-- YOUR TASKS --
[A] Summarize the text about the prison CRC in two sentences.
[B] According to the text about the prison CRC, why is it called "Hotel California" among inmates? Answer in one to three sentences.
[C] Continue the text about the prison CRC from where it stops.

-- SUPPLIED TEXT --
BEGIN
As of July 31, 2022, CRC was incarcerating people at 107.2% of its design capacity, with 2,322 occupants.

CRC is currently run as a "non-designated" facility, meaning inmates are neither SNY (Special Needs Yard) or GP (General Population).

==Programs==
The best-known of CRC's programs are the "six structured Substance Abuse Programs." CRC "offers the world's largest in-custody substance abuse program and is the only institution in the state to offer recovered inmates the chance to erase their felony convictions." It is the "only [California] prison to house felons along with low-level, drug-addicted inmates."

The drug treatment programs are thought to be associated with lower recidivism rates. However, in February 2007 the California Office of the Inspector General concluded "Numerous studies show that despite an annual cost of $36 million, the Department of Corrections and Rehabilitation’s in-prison substance abuse treatment programs have little or no impact on recidivism."

However, the report specifically mentioned the "Quest male civil addict program" at CRC, for which "12-month recidivism rates... were lower for non-participants than for participants." The efficacy of in-prison substance abuse treatment is based on voluntary participation, segregation from the general population and participation in aftercare. When these three aspects were in place at another California prison, three year recidivism was dropped from 75% to 27%.

The center runs an actors studio called the Actors' Gang program. The studio participates in Commedia dell'arte, overseen by Tim Robbins and Sabra Williams.

==History==
On the site where CRC now stands, the 700 acre Lake Norconian Resort opened in 1929 as "the opulent playground of some of Hollywood's biggest names." The Norconian hotel closed in 1940, then served as a Navy hospital between 1941 and 1957. "The old Norconian and several of the newer outlying buildings were turned over to the state" to create CRC, and the first inmates arrived in January 1963; however, in 2002 "CRC vacated the building after learning it had to be seismically retrofitted." Efforts are underway to preserve the hotel.

There are persistent stories among CRC inmates and some staff that the abandoned Norconian hotel was used for the cover artwork for the Eagles' album Hotel California. These stories claim that the front cover shot, and/or the rear cover interior shot were taken at the hotel. This has contributed to the prison's nickname of "Hotel California" among inmates throughout the California prison system.
END
-- DATA SUPPLIED --
BEGIN
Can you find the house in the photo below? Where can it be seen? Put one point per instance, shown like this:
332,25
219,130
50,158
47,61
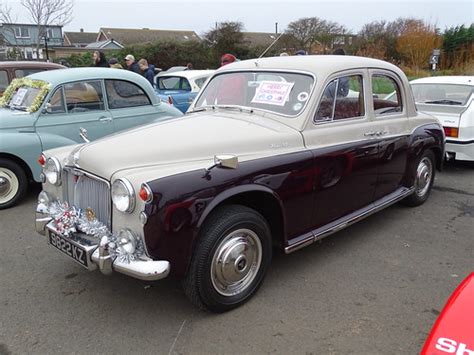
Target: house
28,41
130,36
79,39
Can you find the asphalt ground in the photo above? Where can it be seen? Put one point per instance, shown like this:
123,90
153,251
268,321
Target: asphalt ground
373,288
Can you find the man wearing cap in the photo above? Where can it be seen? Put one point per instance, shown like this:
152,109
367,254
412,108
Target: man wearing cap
131,64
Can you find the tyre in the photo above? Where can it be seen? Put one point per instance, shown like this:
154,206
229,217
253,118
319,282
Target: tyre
230,259
424,178
13,183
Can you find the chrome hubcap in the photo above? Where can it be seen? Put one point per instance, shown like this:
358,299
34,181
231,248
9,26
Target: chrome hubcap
424,174
236,262
8,185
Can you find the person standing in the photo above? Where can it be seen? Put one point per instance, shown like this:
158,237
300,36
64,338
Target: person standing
99,60
131,64
148,70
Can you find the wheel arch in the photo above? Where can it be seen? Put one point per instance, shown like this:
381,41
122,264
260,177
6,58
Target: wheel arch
259,198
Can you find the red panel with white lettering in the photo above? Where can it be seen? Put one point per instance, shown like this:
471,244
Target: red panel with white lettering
453,332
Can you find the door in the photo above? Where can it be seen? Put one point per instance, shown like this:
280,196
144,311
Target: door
391,128
345,151
129,105
71,107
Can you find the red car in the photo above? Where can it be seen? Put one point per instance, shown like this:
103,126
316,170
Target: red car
453,332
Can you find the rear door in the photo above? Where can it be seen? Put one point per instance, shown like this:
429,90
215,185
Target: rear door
71,107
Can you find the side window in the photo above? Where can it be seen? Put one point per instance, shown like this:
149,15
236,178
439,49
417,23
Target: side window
121,94
3,80
342,98
56,103
386,95
20,73
84,96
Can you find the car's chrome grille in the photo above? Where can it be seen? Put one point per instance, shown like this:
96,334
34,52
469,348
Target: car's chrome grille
83,190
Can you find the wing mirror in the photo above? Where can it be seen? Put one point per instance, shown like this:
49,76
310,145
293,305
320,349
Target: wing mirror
228,161
83,134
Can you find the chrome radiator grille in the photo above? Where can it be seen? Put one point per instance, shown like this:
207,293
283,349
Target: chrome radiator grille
83,190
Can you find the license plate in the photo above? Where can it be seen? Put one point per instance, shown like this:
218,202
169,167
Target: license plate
69,248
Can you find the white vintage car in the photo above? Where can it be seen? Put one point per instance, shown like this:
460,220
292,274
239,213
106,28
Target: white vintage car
451,100
272,153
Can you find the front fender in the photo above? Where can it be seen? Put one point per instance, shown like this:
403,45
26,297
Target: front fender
26,146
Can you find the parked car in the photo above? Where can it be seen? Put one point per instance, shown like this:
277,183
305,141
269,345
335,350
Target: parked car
180,88
266,156
10,70
451,100
50,109
453,332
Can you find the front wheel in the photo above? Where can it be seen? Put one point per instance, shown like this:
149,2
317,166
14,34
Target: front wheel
13,183
230,260
424,178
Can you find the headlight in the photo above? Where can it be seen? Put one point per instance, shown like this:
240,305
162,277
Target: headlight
123,195
52,171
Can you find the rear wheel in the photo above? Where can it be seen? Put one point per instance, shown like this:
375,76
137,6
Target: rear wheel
13,183
230,260
424,178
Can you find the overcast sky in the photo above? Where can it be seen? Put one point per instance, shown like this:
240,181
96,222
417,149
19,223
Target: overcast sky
256,15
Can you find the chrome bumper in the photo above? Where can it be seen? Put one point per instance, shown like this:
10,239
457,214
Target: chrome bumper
100,253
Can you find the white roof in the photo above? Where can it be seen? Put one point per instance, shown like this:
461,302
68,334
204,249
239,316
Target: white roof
463,80
188,74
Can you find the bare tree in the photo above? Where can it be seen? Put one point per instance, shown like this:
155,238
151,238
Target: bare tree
44,13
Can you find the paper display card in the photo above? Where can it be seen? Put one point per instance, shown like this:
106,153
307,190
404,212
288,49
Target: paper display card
19,97
272,93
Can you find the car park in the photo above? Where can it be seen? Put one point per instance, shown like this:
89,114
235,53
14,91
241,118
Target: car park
10,70
50,109
270,154
451,100
180,88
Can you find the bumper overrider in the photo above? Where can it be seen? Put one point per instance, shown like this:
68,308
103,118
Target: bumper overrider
89,242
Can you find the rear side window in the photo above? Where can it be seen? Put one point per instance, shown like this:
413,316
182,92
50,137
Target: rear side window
386,95
342,98
3,80
121,94
84,96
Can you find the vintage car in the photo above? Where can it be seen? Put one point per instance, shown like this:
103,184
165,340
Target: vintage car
180,88
268,155
50,109
18,69
451,100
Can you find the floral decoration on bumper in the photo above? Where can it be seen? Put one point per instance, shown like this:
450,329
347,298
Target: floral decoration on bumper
17,83
69,219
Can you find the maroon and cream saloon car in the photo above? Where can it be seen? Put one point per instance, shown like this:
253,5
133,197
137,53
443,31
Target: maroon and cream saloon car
273,153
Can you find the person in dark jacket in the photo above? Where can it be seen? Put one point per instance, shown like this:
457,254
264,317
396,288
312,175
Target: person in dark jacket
131,64
99,60
148,70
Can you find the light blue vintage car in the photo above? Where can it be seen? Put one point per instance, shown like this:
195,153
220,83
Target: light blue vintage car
64,107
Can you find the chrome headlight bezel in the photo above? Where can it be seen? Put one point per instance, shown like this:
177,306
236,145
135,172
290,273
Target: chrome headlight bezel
52,171
123,195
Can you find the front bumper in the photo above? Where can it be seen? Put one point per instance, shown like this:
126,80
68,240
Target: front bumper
105,252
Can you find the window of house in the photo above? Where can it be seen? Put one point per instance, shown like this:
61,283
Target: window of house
122,94
22,32
387,98
343,98
84,96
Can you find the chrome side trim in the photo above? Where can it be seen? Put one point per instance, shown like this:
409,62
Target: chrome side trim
350,219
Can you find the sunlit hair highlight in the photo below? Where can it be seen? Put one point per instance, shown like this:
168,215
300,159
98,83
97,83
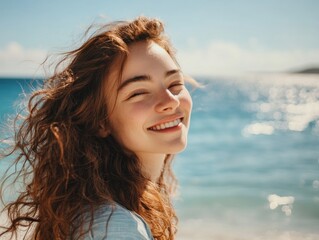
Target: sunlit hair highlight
67,167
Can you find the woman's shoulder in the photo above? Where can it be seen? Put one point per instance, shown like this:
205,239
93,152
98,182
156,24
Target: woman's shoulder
116,222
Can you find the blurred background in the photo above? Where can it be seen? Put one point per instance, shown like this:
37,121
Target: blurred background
251,169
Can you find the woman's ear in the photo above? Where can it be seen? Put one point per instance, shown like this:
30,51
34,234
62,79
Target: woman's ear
104,129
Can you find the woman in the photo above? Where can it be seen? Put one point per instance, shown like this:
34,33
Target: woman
97,144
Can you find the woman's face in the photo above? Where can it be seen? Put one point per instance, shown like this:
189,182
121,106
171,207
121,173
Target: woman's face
151,113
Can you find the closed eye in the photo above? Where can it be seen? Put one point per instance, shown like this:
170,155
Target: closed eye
176,87
135,94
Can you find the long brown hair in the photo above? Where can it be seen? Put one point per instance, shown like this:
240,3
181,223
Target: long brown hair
67,167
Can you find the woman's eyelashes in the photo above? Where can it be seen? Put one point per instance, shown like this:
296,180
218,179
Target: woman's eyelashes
136,94
175,88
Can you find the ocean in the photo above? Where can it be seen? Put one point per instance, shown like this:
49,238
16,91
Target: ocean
251,167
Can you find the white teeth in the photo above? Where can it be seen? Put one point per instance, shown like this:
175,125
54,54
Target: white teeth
166,125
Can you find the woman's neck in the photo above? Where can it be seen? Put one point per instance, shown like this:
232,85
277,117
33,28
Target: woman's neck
152,164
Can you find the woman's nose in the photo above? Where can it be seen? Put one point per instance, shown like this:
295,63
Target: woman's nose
167,101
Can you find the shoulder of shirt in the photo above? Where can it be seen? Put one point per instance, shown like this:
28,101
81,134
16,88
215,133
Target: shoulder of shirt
116,222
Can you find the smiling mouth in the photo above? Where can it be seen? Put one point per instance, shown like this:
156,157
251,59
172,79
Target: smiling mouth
166,125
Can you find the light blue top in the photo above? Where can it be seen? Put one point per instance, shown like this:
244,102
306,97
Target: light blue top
123,224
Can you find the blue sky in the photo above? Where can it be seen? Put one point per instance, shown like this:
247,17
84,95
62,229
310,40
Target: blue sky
211,37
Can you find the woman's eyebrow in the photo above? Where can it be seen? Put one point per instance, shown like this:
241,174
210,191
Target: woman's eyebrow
END
-- RESPONSES BY TASK --
[A] CRC, a non-designated facility that held 2,322 people at 107.2% of its design capacity in July 2022, is best known for its substance abuse programs, though a 2007 Inspector General report found such in-prison programs have little or no impact on recidivism. The prison stands on the site of the former Lake Norconian Resort, later a Navy hospital, and stories that the abandoned hotel appeared on the cover of the Eagles' album Hotel California have helped give the prison that nickname among inmates.

[B] Inmates and some staff tell persistent stories that the abandoned Norconian hotel was used for the cover artwork of the Eagles' album Hotel California. These stories say the front cover shot, the rear cover interior shot, or both were taken at the hotel, and they have contributed to the nickname.

[C]
As of 2006, although CRC was considered "one of California's best prisons," it was overcrowded, was "under nearly constant lockdown to prevent fights," had buildings "so antiquated that the electricity is shut off during rainstorms so the prisoners aren't electrocuted," had a "three-month-long waiting list" for its drug rehabilitation program, and was "short 75 guards." In March 2007 Governor Arnold Schwarzenegger visited the prison, citing its "huge overcrowding problem" in a speech on his "prison and county jail-building program."

Although CRC had been "the only California prison to house both men and women," in April 2007 the women's wing of CRC was closed "to make room for more men" and because "the aging facility did not have the space needed to properly care for female inmates." About 800 female CRC inmates were moved to California Institution for Women, Central California Women's Facility, and Valley State Prison for Women. On April 22, 2019, a Northrop N-9M aircraft crashed in the grounds of the facility, killing its pilot. There were no ground casualties. In August 2025, it was announced that the California Rehabilitation Center would be closed by Fall 2026. The complete shutdown of the CRC is expected to reduce the state's annual General Fund expenditures by roughly $150 million.

==Notable inmates==
- Archie Bryant – Currently serving a 16 year sentence for his part in the conspiracy to commit murder case of Sunny Han.
- Tim Lambesis – Pled guilty to soliciting the murder of his wife, released on parole after serving two years of his six year sentence.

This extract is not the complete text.